> RECORDS TO USE
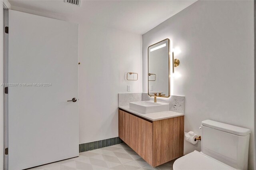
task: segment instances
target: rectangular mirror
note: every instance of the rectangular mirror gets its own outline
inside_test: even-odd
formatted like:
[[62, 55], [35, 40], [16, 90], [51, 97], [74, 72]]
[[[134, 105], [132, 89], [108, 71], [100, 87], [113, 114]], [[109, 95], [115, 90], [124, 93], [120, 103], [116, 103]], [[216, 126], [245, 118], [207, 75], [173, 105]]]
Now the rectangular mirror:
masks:
[[170, 96], [170, 40], [166, 39], [148, 48], [148, 93]]

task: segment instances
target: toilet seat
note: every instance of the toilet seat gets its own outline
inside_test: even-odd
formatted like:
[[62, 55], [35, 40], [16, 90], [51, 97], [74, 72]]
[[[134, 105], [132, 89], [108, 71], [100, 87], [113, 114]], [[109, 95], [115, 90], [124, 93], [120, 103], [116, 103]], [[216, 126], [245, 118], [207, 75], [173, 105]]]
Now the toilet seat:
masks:
[[173, 164], [173, 170], [235, 169], [196, 150], [179, 158]]

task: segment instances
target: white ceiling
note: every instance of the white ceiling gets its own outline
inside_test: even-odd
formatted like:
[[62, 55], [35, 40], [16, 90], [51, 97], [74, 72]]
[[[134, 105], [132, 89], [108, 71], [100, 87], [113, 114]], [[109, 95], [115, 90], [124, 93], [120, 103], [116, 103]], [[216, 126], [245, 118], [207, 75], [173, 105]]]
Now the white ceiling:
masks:
[[64, 3], [64, 0], [9, 1], [12, 8], [22, 7], [71, 17], [74, 22], [89, 22], [143, 34], [196, 0], [83, 0], [81, 7]]

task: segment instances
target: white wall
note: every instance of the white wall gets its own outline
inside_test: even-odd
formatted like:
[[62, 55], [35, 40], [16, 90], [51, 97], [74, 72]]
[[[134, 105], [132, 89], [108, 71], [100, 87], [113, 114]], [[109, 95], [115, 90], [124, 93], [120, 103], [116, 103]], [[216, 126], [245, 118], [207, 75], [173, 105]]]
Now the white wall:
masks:
[[[171, 94], [185, 96], [185, 131], [200, 134], [211, 119], [250, 129], [253, 168], [253, 1], [198, 1], [142, 36], [143, 91], [147, 92], [148, 47], [169, 38], [180, 53]], [[171, 48], [172, 47], [171, 47]], [[184, 142], [184, 154], [200, 142]]]
[[[111, 28], [12, 6], [14, 10], [79, 24], [79, 142], [118, 136], [118, 93], [142, 91], [142, 37]], [[67, 68], [68, 69], [68, 68]], [[125, 81], [125, 72], [138, 74]]]

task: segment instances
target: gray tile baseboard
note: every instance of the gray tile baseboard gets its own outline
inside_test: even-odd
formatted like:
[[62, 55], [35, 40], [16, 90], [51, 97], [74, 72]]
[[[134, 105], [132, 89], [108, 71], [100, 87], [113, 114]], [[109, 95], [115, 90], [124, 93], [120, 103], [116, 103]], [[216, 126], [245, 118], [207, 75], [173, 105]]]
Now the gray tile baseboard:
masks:
[[119, 137], [79, 144], [79, 153], [124, 143]]

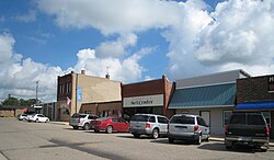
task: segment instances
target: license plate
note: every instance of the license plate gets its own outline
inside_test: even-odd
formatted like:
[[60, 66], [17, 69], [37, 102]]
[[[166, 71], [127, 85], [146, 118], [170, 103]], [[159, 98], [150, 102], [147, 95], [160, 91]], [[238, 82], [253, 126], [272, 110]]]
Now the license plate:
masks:
[[251, 141], [251, 137], [239, 137], [238, 140], [242, 140], [242, 141]]

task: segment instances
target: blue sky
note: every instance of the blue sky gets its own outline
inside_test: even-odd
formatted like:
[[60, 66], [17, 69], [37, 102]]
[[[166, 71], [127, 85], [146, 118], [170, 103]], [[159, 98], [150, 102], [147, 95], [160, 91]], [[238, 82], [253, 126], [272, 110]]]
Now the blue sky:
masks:
[[81, 69], [125, 83], [273, 73], [273, 25], [271, 0], [0, 0], [0, 100], [38, 80], [55, 101], [56, 77]]

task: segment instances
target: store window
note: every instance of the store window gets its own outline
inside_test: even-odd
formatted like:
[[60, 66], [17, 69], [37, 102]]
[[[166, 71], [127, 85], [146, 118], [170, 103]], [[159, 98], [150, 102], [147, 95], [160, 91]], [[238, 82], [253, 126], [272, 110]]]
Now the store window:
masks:
[[227, 125], [232, 115], [232, 111], [222, 111], [222, 125]]
[[262, 113], [263, 113], [263, 116], [264, 116], [264, 118], [265, 118], [267, 125], [271, 126], [271, 112], [269, 112], [269, 111], [263, 111]]

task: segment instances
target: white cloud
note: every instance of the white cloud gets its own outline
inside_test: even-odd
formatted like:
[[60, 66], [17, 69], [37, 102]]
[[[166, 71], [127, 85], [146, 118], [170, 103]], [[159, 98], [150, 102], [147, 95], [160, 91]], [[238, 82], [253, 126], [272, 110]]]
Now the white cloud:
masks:
[[38, 99], [42, 101], [56, 100], [56, 79], [62, 73], [59, 67], [50, 67], [23, 59], [21, 54], [13, 50], [15, 39], [10, 34], [0, 34], [0, 100], [8, 94], [24, 99], [35, 99], [36, 81], [39, 81]]
[[[138, 53], [129, 56], [126, 59], [112, 57], [96, 57], [94, 49], [81, 49], [78, 52], [78, 62], [73, 67], [78, 72], [82, 69], [87, 70], [87, 75], [105, 77], [109, 72], [112, 80], [123, 82], [136, 81], [141, 78], [144, 68], [138, 64], [138, 60], [151, 53], [153, 48], [142, 48]], [[70, 68], [71, 70], [72, 68]]]
[[34, 10], [30, 10], [25, 14], [18, 15], [16, 20], [20, 22], [25, 22], [25, 23], [33, 22], [36, 20], [36, 12]]

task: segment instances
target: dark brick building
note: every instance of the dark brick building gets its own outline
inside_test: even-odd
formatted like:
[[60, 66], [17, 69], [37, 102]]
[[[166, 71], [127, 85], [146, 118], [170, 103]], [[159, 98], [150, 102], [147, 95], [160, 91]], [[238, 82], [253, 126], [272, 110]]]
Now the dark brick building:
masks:
[[162, 79], [123, 84], [123, 113], [129, 117], [136, 113], [171, 117], [173, 111], [169, 110], [168, 105], [173, 90], [173, 82], [170, 82], [165, 76], [162, 76]]
[[237, 80], [237, 110], [261, 111], [274, 138], [274, 75]]

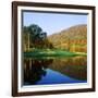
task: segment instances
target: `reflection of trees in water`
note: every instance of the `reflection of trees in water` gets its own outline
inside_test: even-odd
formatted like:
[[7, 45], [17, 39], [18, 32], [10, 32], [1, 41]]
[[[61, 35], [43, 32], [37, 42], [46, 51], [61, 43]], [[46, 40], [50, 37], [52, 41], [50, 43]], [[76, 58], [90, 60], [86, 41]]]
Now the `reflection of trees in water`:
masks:
[[52, 60], [24, 59], [24, 83], [36, 84], [47, 74], [46, 69]]
[[54, 59], [51, 70], [76, 79], [87, 79], [87, 57]]

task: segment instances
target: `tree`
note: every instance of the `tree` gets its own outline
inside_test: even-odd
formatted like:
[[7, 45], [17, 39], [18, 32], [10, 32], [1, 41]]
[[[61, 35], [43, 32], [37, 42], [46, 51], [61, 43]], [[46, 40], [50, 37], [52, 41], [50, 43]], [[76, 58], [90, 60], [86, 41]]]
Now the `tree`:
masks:
[[50, 44], [47, 39], [47, 33], [36, 24], [23, 27], [23, 40], [24, 47], [26, 47], [25, 50], [28, 51], [30, 47], [52, 48], [52, 44]]

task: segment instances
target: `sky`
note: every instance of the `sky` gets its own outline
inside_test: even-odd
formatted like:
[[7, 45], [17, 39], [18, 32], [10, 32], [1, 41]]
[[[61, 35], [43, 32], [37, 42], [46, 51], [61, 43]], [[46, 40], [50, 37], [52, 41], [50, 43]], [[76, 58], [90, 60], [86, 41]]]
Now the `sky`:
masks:
[[44, 13], [44, 12], [23, 12], [23, 25], [29, 26], [37, 24], [47, 35], [52, 35], [62, 29], [78, 24], [87, 24], [87, 15], [85, 14], [61, 14], [61, 13]]

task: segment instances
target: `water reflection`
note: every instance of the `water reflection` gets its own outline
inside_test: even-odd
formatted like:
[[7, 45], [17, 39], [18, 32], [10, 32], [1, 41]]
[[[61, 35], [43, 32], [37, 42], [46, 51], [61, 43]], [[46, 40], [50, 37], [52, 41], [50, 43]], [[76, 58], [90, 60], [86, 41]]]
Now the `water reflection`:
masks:
[[41, 82], [42, 77], [47, 76], [48, 73], [47, 69], [50, 69], [54, 72], [63, 74], [64, 76], [69, 76], [77, 81], [87, 79], [87, 57], [73, 57], [73, 58], [48, 57], [41, 59], [25, 58], [23, 68], [24, 68], [24, 81], [23, 81], [24, 85], [35, 85], [38, 84], [38, 82]]
[[46, 69], [52, 60], [24, 59], [24, 83], [37, 84], [47, 74]]

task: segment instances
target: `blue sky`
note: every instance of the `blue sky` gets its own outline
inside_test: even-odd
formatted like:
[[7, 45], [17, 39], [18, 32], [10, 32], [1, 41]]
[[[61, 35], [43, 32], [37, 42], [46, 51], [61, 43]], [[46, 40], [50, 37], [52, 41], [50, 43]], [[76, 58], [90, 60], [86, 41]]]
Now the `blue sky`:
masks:
[[87, 15], [23, 12], [23, 25], [39, 25], [48, 35], [78, 24], [87, 24]]

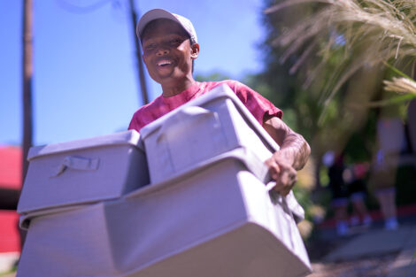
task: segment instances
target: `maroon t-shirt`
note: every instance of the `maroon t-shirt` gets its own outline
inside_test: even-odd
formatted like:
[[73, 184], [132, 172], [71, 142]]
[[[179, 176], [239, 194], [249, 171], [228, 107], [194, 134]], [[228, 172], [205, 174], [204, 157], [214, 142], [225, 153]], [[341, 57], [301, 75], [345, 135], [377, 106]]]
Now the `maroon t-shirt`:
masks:
[[221, 84], [227, 84], [233, 89], [238, 98], [261, 125], [263, 125], [263, 118], [266, 114], [277, 116], [281, 119], [283, 112], [280, 109], [276, 108], [270, 101], [258, 92], [239, 81], [232, 80], [196, 81], [191, 87], [180, 94], [170, 97], [159, 96], [150, 104], [141, 107], [133, 115], [128, 129], [140, 132], [140, 129], [149, 123]]

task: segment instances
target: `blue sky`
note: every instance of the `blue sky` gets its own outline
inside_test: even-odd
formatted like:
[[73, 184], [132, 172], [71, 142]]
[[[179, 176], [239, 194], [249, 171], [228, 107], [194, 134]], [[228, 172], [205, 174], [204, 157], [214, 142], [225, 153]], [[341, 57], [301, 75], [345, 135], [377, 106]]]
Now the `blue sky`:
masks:
[[[102, 1], [34, 0], [35, 145], [124, 130], [143, 104], [127, 0], [88, 13], [62, 4]], [[22, 3], [0, 0], [0, 144], [21, 139]], [[201, 47], [195, 73], [220, 71], [240, 80], [261, 70], [262, 0], [135, 3], [142, 14], [162, 8], [193, 22]], [[160, 87], [148, 75], [147, 83], [154, 99]]]

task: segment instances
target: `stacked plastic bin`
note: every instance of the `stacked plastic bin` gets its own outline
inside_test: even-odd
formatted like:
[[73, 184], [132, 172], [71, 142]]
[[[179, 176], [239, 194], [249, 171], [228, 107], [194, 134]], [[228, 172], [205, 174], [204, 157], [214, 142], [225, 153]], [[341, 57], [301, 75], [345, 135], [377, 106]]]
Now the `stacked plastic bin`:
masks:
[[[127, 163], [119, 162], [125, 155], [117, 147], [97, 147], [94, 140], [82, 151], [97, 156], [85, 163], [78, 153], [66, 158], [70, 146], [29, 155], [19, 212], [21, 225], [30, 225], [18, 276], [310, 273], [294, 219], [303, 210], [293, 194], [281, 197], [267, 185], [263, 162], [278, 146], [228, 87], [218, 87], [149, 124], [140, 140], [147, 163], [139, 140], [126, 147], [140, 153]], [[125, 144], [119, 141], [125, 140], [114, 144]], [[63, 159], [64, 165], [46, 173], [46, 167], [57, 166], [45, 161], [35, 167], [39, 154], [45, 160]], [[96, 157], [108, 158], [104, 175], [69, 176], [80, 166], [82, 173], [100, 167]], [[150, 184], [143, 187], [149, 182], [147, 166]], [[41, 175], [49, 176], [48, 181]]]

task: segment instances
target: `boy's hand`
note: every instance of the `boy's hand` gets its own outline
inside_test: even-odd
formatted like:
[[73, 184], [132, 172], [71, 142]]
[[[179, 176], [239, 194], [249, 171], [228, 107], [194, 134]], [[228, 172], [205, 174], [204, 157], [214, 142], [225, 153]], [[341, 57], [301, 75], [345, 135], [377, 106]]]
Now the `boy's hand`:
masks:
[[265, 164], [269, 168], [270, 176], [276, 181], [273, 189], [286, 196], [297, 182], [297, 176], [292, 163], [281, 154], [280, 151], [275, 152]]

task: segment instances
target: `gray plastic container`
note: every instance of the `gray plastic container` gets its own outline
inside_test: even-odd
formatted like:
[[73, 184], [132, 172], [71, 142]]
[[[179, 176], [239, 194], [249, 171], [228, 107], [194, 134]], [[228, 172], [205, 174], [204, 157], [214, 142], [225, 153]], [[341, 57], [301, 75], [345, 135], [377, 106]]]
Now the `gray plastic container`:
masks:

> GIVEN EXERCISE
Edit the stretch from the start of the records through the line containing "[[170, 96], [170, 40], [166, 39], [148, 48], [148, 93]]" by replacing "rectangular" with "oval" and leaving everything else unchanged. Give only that stretch, without the pictures.

> ANSWER TO THE PROBLEM
task: segment instances
target: oval mirror
note: every instance of the oval mirror gets its own outline
inside_test: even-odd
formatted like:
[[62, 55], [35, 40], [16, 90], [51, 97], [74, 72]]
[[[134, 105], [132, 89], [108, 71], [100, 87], [113, 114]], [[109, 95], [115, 90], [124, 93], [120, 103], [116, 103]], [[216, 126], [245, 118], [207, 75], [173, 105]]]
Now the oval mirror:
masks:
[[170, 96], [170, 40], [166, 39], [148, 48], [148, 93]]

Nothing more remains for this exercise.